--- TESTO MOSTRATO ---
Perché questo Giubileo a Cergnai?

Che cosa vuol dire essere pellegrini? Se ce lo avessero chiesto prima del giubileo probabilmente avremmo risposto pensando solamente alla fatica che si compie in un viaggio, alla difficoltà e ai mille imprevisti che si possono trovare lungo la strada.

Noi però non siamo stati solo pellegrini, siamo stati pellegrini di speranza. Andare a Roma, in un momento così particolare, ci ha costretti a vivere emozioni contrastanti. È stato intenso, scomodo a tratti e senza dubbio faticoso ma è stato anche travolgente.

Il pellegrinaggio è un intreccio perfetto tra compagnia e spiritualità: il proprio credo, la propria sicurezza, condivisa e capita dai propri amici, da coloro che hanno dentro di loro il desiderio di compiere lo stesso viaggio che stai percorrendo tu, è una sensazione che ti fa capire che anche tra le metro affollate di sconosciuti ed un gruppo di persone che forse non conosci benissimo, non sarai mai solo e ci sarà sempre qualcuno disposto a prendersi cura di te.
--- DATI FORNITI ---
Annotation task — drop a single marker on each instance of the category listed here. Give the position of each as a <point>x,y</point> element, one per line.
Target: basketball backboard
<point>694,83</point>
---
-- ISTRUZIONI OPERATIVE --
1. Trascrivi dal testo sul Giubileo a Cergnai il passo compreso tra "Il pellegrinaggio è" e "cura di te.", estremi inclusi.
2. Riassumi in due frasi il testo sul Giubileo a Cergnai.
3. Rispondi ai punti seguenti sul testo sul Giubileo a Cergnai, uno per riga, usando le stesse lettere.
(a) Prima del giubileo, a che cosa si sarebbe pensato rispondendo su che cosa vuol dire essere pellegrini?
(b) In quale città si è svolto il viaggio?
(c) Tra quali due elementi il pellegrinaggio è definito un intreccio perfetto?

-- RISULTATI --
1.
Il pellegrinaggio è un intreccio perfetto tra compagnia e spiritualità: il proprio credo, la propria sicurezza, condivisa e capita dai propri amici, da coloro che hanno dentro di loro il desiderio di compiere lo stesso viaggio che stai percorrendo tu, è una sensazione che ti fa capire che anche tra le metro affollate di sconosciuti ed un gruppo di persone che forse non conosci benissimo, non sarai mai solo e ci sarà sempre qualcuno disposto a prendersi cura di te.

2. Essere pellegrini non si riduce alla fatica, alle difficoltà e agli imprevisti del viaggio: andare a Roma come pellegrini di speranza è stato intenso, a tratti scomodo e faticoso, ma anche travolgente. Il pellegrinaggio unisce compagnia e spiritualità, e condividere il proprio credo con gli amici fa capire che non si sarà mai soli e che ci sarà sempre qualcuno disposto a prendersi cura di te.

3.
(a) Solo alla fatica del viaggio, alle difficoltà e ai mille imprevisti lungo la strada.
(b) Roma.
(c) Compagnia e spiritualità.